+++ Secção do texto +++

QFS – No Boavista as coisas correram-lhe bem?

RB – Correram, mas hoje arrependo-me de ter rescindido com o Farense. Se fosse hoje, tinha ficado mais anos. Mas na altura era muito jovem, tinha 23 anos e não pensamos bem nas coisas quando somos novos. Mas gostei muito de estar no Boavista, era um clube com uma estrutura totalmente diferente, que estava num processo de renovação, e fizemos uma grande época, ficámos em quarto lugar.

QFS – Porque voltou ao Farense em 96/97?

RB – O Ricardino Neto [então dirigente] pediu-me para voltar. Como não estava a jogar muito no Boavista, aceitei, mas já não foi como antes…

QFS – Que quer dizer?

RB – Para os adeptos, eu já não era o Raul que eles conheciam. O ambiente para comigo estava diferente, já não sentia o calor humano de antes. Principalmente quando as coisas me corriam mal. As pessoas não esqueceram a minha saída. Mas é normal.



QFS – Nessa época marcou o seu único golo oficial pelo Farense…

RB – É verdade, ao Gil Vicente. O meu único golo na I Liga. Foi de cabeça, vencemos por 2-1. Mas essa época já não teve nada a ver com a minha primeira no Farense. Acabámos por não descer, mas os jogadores que entraram entretanto não colmataram a qualidade dos que tinham saído daquela grande equipa.

QFS – No ano seguinte foi para a II Liga (Felgueiras). Porquê?

RB – Continuava ligado ao Boavista, mas não jogava e decidi aceitar a oferta do Felgueiras, que tinha descido e tinha a ambição de voltar à I Liga. O treinador era o Jorge Jesus, o melhor treinador que tive na carreira. Em método de treino, a nível tático, tudo. Era muito difícil lidar com ele (risos), mas em termos de conhecimento foi o melhor.

+++ Entradas fornecidas +++

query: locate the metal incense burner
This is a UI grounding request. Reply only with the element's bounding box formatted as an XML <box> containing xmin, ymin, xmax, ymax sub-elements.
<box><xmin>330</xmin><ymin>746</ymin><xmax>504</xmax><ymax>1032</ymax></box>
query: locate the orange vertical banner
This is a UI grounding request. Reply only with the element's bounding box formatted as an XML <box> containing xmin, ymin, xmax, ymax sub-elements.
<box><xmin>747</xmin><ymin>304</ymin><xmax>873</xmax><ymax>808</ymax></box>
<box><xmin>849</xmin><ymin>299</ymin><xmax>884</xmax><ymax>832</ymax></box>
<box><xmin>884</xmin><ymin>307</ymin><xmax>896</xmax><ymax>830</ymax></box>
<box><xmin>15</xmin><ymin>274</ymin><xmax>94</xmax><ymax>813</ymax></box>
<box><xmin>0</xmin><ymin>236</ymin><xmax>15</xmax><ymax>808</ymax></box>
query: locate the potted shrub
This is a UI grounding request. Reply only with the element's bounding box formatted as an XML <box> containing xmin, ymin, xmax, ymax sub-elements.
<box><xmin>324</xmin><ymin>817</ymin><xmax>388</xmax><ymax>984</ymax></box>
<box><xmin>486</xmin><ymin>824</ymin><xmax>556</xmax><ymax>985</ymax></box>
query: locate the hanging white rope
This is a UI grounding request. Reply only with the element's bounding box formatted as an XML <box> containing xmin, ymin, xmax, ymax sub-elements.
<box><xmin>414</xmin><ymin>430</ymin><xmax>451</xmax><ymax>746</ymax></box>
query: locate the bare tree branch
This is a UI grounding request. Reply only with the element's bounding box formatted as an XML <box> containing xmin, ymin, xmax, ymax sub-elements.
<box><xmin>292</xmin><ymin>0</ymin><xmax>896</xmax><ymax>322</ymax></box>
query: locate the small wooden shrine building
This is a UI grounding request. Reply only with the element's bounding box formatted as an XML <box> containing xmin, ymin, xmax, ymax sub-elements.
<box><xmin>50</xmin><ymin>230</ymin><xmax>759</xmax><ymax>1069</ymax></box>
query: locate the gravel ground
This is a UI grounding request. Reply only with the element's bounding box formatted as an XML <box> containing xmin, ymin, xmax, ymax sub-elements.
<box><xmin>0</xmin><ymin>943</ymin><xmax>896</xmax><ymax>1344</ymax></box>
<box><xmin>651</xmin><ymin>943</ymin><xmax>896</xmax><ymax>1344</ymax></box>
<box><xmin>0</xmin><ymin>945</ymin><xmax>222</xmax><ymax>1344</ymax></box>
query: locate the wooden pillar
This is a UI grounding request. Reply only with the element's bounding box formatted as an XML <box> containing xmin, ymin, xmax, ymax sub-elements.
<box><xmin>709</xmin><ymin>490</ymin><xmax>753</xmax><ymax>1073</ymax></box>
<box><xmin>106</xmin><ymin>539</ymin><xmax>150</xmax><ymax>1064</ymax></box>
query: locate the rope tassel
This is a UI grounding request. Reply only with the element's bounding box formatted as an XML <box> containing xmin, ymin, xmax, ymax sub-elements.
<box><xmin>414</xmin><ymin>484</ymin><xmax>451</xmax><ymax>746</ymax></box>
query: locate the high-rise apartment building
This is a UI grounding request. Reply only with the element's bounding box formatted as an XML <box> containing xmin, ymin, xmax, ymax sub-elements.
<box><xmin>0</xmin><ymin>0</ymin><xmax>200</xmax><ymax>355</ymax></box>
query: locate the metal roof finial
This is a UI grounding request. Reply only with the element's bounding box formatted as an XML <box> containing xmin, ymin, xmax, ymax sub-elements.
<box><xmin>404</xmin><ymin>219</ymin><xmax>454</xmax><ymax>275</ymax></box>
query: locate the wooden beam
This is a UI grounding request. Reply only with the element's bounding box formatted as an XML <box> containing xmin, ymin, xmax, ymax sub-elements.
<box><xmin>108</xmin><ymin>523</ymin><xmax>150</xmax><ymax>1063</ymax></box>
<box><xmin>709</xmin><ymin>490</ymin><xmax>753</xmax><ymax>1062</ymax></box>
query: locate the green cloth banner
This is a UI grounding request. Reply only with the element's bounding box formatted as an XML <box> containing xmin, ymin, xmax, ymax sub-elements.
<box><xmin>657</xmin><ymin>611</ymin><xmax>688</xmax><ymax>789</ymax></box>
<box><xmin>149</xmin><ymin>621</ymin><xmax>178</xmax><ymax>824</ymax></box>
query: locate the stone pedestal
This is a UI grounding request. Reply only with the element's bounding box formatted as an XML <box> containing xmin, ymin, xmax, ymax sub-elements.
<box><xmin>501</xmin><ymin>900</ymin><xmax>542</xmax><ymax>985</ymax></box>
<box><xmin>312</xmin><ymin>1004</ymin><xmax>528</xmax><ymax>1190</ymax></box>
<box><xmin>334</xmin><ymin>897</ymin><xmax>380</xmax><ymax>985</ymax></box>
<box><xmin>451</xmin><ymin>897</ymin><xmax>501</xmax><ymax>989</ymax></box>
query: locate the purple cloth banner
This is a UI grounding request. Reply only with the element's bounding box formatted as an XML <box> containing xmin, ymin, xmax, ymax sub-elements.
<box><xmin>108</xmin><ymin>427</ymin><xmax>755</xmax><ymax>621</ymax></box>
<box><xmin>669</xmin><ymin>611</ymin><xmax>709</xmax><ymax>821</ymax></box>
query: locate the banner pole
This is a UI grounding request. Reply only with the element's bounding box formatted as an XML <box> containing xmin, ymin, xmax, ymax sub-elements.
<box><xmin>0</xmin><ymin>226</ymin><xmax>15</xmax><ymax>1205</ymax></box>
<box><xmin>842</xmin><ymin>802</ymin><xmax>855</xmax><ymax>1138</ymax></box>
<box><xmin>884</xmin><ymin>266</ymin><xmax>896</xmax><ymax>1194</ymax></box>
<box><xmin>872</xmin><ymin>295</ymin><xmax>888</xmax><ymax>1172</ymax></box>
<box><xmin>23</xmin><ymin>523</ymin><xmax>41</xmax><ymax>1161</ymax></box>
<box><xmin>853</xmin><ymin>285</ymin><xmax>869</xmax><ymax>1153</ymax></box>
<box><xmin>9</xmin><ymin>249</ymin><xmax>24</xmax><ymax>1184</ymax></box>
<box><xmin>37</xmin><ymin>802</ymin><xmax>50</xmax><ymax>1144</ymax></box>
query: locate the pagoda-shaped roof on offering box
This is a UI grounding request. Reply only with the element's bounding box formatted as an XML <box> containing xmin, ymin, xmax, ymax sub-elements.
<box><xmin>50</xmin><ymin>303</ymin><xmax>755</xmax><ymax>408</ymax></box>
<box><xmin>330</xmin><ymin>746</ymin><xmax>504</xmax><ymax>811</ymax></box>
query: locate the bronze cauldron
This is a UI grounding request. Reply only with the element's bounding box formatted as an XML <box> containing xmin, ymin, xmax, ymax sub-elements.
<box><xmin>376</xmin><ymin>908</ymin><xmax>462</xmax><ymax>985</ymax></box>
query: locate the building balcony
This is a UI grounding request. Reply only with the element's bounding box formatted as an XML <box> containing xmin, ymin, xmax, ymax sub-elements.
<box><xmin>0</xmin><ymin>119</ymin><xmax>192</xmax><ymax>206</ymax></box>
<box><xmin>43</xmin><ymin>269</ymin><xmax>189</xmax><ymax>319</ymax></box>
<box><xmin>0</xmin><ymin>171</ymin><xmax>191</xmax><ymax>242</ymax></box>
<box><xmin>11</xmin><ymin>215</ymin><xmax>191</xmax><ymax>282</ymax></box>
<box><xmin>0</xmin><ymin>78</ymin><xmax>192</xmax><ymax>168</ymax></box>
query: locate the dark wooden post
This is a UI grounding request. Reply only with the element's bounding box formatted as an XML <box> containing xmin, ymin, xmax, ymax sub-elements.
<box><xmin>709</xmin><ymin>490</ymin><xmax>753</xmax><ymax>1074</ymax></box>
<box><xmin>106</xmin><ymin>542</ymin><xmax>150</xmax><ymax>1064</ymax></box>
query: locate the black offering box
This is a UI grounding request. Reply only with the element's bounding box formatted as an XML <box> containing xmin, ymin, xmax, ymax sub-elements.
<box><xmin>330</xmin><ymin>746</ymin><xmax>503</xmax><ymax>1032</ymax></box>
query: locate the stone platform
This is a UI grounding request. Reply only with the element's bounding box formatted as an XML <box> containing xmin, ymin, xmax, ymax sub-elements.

+++

● Tarefa proposta A:
Indica todos os clubes de futebol referidos na entrevista, pela ordem em que aparecem pela primeira vez.
● Tarefa proposta B:
Escreve a continuação da entrevista ao antigo futebolista, começando logo a seguir à última resposta.

● Resposta à tarefa A:
Boavista, Farense, Gil Vicente, Felgueiras

● Resposta à tarefa B:
QFS – Mas a experiência não correu da melhor forma...

RB – O clube não estava bem em termos monetários, passava por grandes dificuldades, e o Jorge Jesus acabou por sair a meio da época. Fizemos uma época irregular [nono lugar].



QFS – No final dessa época joga… a CAN, a principal competição africana de selecções, por Angola!

RB – Sim, eu nasci em Angola e surgiu essa oportunidade: na altura o seleccionador era o Professor Neca, ele conhecia-me de Portugal e chamou-me para jogar na CAN. Já tinha tido vários convites, quando o seleccionador era o Carlos Alhinho, mas rejeitei sempre, porque tinha a esperança de jogar na selecção portuguesa. Mas aquela oportunidade não desperdicei.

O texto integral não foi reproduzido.